──────── DATA SHOWN

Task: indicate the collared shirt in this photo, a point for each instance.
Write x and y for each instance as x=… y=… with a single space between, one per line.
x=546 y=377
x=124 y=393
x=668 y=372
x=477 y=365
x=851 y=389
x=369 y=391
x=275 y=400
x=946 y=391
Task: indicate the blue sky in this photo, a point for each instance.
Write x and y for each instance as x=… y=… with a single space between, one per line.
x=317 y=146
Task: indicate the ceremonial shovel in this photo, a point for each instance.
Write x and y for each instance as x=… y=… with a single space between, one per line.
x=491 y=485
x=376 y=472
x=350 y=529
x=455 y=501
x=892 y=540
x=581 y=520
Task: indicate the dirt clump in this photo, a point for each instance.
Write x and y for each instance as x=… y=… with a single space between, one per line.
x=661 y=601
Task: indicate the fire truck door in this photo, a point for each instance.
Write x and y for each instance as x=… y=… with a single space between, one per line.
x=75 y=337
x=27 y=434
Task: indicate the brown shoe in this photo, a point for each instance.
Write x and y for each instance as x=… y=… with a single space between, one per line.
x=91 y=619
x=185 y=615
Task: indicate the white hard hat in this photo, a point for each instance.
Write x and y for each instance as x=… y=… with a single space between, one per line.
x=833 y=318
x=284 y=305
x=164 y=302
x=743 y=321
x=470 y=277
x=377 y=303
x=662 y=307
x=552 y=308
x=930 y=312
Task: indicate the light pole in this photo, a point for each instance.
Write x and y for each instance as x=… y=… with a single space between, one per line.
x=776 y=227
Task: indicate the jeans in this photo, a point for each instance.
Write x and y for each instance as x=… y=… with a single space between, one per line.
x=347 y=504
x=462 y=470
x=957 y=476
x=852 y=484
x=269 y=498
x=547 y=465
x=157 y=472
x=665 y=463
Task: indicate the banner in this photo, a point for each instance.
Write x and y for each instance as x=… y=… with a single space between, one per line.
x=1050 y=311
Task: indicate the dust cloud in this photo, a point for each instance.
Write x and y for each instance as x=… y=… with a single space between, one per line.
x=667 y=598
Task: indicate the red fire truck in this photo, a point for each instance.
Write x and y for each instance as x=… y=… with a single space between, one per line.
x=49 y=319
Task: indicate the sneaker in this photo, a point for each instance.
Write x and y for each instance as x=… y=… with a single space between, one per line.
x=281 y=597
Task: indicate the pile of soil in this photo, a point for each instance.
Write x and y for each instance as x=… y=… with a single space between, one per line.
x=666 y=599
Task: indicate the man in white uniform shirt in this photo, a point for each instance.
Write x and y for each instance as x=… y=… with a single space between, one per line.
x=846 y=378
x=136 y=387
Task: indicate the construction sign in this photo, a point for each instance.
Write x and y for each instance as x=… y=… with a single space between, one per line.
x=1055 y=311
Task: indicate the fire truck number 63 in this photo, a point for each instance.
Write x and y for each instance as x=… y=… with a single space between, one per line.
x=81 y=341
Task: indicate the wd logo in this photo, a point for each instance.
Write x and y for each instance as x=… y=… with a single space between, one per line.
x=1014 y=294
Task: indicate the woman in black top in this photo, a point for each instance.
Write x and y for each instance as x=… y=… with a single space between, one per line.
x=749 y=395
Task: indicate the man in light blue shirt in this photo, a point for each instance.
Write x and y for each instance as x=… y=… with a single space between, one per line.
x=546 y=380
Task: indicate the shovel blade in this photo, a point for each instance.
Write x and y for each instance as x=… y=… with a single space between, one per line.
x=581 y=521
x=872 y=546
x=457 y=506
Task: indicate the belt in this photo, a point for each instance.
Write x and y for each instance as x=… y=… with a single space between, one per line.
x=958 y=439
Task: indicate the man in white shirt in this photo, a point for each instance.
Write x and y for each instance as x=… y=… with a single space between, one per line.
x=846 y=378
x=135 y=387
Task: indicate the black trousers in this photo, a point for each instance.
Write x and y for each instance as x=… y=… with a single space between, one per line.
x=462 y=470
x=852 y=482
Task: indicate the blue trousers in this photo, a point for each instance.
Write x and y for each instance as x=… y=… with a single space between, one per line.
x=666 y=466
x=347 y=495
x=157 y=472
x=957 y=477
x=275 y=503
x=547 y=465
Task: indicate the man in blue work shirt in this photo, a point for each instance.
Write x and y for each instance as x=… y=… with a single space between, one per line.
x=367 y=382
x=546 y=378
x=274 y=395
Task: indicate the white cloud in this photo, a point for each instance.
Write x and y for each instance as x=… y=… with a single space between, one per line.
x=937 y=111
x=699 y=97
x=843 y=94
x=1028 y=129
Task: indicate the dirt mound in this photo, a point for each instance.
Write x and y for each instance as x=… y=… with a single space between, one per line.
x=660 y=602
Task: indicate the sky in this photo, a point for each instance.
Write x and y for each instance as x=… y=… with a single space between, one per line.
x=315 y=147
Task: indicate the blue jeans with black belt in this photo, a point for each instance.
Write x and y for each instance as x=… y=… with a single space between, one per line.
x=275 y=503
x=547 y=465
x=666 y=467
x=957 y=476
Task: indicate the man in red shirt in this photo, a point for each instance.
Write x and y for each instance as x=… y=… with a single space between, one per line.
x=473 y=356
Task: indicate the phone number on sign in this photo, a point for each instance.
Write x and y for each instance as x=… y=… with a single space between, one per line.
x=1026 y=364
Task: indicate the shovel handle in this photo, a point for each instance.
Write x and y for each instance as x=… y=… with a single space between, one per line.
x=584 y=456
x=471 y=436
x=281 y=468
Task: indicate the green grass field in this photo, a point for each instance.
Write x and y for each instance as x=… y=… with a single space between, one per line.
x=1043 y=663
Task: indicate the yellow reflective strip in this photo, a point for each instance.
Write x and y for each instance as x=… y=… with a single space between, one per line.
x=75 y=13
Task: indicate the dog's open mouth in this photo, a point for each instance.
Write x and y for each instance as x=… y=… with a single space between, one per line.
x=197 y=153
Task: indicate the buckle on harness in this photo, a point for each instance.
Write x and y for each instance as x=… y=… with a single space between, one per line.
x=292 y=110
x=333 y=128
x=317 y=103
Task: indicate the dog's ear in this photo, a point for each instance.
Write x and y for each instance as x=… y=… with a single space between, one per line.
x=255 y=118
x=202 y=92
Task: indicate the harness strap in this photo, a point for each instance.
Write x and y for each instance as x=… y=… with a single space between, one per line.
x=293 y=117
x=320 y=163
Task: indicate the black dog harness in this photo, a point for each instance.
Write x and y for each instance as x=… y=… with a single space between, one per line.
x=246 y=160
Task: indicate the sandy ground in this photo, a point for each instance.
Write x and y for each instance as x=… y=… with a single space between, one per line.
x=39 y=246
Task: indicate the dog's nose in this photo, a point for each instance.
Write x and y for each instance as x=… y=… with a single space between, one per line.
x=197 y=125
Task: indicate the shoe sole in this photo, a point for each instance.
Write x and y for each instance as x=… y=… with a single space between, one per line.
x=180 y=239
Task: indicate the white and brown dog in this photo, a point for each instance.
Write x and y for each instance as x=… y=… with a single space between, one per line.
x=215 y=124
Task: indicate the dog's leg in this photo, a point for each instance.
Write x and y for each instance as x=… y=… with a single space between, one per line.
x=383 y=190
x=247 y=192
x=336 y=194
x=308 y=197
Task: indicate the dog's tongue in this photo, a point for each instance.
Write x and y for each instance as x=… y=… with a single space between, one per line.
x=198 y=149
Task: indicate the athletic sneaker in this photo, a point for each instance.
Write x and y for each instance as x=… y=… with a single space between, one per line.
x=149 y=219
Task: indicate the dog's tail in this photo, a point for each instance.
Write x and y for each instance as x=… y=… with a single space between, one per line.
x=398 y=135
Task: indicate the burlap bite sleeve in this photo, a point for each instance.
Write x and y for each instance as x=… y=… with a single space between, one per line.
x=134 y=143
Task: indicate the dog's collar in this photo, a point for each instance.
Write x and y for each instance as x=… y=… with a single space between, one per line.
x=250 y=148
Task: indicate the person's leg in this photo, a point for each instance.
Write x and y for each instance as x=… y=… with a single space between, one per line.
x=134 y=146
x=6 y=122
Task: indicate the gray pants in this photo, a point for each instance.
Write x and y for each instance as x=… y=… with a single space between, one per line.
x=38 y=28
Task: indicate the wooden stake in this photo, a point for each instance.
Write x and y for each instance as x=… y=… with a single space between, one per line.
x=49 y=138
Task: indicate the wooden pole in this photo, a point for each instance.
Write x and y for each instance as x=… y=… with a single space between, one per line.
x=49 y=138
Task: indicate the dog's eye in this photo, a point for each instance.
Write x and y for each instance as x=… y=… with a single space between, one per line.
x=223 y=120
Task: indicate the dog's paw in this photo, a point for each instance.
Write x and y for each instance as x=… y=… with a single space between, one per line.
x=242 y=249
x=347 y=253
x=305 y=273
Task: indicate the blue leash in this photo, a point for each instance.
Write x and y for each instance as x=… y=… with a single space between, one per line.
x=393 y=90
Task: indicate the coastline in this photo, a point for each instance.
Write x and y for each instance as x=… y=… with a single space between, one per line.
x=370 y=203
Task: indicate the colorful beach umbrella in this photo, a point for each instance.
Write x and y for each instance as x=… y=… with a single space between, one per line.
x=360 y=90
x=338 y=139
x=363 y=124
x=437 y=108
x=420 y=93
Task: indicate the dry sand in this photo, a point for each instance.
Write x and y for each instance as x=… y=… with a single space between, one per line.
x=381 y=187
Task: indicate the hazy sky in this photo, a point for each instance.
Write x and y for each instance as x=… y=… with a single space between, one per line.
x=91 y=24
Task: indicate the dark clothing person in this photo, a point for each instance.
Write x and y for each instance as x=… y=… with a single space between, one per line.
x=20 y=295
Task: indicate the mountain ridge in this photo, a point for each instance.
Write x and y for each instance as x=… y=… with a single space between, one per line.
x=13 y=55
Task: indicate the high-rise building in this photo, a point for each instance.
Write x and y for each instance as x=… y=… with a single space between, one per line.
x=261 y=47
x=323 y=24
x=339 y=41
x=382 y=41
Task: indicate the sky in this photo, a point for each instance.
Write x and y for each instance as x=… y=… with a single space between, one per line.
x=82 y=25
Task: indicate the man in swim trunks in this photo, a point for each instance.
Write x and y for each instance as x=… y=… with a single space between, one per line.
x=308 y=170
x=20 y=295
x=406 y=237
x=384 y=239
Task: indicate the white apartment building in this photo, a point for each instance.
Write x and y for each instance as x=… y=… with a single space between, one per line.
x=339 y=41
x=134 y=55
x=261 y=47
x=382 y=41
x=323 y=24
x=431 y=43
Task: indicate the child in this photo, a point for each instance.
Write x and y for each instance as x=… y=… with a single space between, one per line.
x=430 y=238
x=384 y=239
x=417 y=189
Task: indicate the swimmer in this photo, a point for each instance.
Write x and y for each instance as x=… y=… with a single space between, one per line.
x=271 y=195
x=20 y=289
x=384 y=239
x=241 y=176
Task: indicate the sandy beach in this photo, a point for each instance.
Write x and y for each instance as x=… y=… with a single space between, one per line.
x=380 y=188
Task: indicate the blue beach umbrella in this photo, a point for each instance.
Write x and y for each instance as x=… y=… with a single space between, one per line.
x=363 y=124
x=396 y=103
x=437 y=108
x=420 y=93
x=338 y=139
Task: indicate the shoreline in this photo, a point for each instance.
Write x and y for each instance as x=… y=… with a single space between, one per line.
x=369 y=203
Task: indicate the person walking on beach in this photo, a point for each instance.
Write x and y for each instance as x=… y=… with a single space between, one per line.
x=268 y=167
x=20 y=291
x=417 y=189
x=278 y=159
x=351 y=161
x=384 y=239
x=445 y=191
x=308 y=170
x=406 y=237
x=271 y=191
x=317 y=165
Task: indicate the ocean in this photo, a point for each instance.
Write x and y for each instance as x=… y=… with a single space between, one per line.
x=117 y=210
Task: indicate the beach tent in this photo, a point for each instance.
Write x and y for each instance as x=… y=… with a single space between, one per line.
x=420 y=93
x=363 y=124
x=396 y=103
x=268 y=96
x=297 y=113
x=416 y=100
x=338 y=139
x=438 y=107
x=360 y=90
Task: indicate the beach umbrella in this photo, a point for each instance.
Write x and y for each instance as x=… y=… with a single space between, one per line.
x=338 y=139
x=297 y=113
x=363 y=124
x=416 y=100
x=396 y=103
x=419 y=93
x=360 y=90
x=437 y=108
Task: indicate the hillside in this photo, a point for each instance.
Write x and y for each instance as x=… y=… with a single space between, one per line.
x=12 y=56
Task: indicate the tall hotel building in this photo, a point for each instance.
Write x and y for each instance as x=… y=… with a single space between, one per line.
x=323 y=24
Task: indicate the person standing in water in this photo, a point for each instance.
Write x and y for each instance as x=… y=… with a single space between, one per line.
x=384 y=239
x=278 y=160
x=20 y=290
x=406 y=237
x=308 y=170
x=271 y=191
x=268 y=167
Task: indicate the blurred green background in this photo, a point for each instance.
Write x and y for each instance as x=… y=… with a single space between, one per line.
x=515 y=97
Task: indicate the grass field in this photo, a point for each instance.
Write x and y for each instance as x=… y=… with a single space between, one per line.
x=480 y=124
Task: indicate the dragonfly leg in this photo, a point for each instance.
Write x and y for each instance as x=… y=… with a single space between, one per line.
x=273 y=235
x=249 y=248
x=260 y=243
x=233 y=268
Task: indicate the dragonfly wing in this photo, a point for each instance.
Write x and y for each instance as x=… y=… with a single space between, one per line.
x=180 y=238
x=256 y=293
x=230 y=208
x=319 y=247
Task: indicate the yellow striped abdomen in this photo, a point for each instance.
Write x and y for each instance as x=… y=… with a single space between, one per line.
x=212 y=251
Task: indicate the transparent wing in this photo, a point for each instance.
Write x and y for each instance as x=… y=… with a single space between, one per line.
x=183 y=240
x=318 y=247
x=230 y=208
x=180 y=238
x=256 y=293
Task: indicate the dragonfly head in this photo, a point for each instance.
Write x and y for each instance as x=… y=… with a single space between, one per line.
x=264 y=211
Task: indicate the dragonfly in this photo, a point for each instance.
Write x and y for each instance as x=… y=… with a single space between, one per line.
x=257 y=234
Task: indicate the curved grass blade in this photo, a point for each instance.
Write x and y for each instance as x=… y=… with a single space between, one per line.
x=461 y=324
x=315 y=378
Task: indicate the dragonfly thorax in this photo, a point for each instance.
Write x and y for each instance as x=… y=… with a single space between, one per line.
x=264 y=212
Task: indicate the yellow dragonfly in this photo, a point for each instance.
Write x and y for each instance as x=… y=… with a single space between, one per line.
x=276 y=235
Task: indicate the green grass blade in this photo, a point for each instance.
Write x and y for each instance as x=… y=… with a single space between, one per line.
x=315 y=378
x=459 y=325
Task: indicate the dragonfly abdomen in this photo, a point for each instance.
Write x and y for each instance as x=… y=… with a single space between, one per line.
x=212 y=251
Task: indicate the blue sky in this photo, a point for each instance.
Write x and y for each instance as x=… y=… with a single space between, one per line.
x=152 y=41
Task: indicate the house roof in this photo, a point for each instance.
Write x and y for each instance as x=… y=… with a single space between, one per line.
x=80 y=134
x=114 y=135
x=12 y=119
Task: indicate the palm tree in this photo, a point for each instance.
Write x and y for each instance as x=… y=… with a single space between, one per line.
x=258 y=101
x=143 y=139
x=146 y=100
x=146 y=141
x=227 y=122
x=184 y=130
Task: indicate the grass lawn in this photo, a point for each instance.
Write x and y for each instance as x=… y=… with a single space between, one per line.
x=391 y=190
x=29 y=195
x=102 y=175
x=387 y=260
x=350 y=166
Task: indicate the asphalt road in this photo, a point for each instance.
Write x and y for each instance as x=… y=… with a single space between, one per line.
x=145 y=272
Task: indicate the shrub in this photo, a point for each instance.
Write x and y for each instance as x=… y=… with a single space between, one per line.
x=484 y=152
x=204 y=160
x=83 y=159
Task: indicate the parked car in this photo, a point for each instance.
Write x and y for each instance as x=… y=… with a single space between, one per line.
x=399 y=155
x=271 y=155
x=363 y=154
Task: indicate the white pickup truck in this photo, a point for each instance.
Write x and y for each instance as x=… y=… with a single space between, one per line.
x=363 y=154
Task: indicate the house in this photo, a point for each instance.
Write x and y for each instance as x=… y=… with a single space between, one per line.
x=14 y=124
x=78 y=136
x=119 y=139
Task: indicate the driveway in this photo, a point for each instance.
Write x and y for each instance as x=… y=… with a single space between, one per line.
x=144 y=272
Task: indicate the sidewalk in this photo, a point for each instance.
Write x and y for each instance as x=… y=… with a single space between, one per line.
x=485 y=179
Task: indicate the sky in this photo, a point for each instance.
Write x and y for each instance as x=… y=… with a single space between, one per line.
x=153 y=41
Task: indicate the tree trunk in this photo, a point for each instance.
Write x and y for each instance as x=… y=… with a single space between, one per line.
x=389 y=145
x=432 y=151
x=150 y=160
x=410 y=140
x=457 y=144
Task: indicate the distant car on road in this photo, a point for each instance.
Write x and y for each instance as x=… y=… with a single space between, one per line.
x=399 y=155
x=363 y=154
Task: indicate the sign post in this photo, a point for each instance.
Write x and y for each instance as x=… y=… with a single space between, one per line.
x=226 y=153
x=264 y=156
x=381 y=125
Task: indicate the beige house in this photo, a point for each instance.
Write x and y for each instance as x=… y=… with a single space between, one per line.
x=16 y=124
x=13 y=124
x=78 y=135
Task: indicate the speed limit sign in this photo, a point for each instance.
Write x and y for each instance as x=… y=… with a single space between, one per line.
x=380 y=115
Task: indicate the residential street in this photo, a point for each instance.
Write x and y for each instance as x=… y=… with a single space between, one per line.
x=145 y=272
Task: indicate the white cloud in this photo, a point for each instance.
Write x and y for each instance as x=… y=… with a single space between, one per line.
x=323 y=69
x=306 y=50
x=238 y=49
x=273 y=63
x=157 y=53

────────────────

- ASSIGNMENT -
Above are the records; from them, give again exactly the lines from the one containing "Task: indicate the harness" through the one containing "Task: indicate the dog's leg", both included.

- TASK ANSWER -
Task: indicate the harness strap in this photo, a point for each instance.
Write x and y for each instance as x=… y=… with a single space between, one per line.
x=293 y=117
x=320 y=163
Task: indicate the black dog harness in this photo, a point for each instance.
Write x and y for each instance as x=… y=… with a single space between, one per line.
x=246 y=160
Task: indicate the sandy ground in this photo, a point for each instance.
Write x and y for each instance as x=… y=… with a single space between, one per line.
x=39 y=246
Task: indicate the dog's nose in this photo, a point for each instance.
Write x and y for each instance as x=… y=… with a single space between, one per line.
x=197 y=125
Task: indicate the shoe sole in this photo, a point for each instance.
Write x and y for each instance as x=… y=… with a single space between, one per line.
x=180 y=239
Task: indicate the white and brown dog in this photo, a point for each instance.
Write x and y for each instance as x=… y=… with a single space between, one per line.
x=215 y=124
Task: indicate the dog's leg in this photo, a point for each instance.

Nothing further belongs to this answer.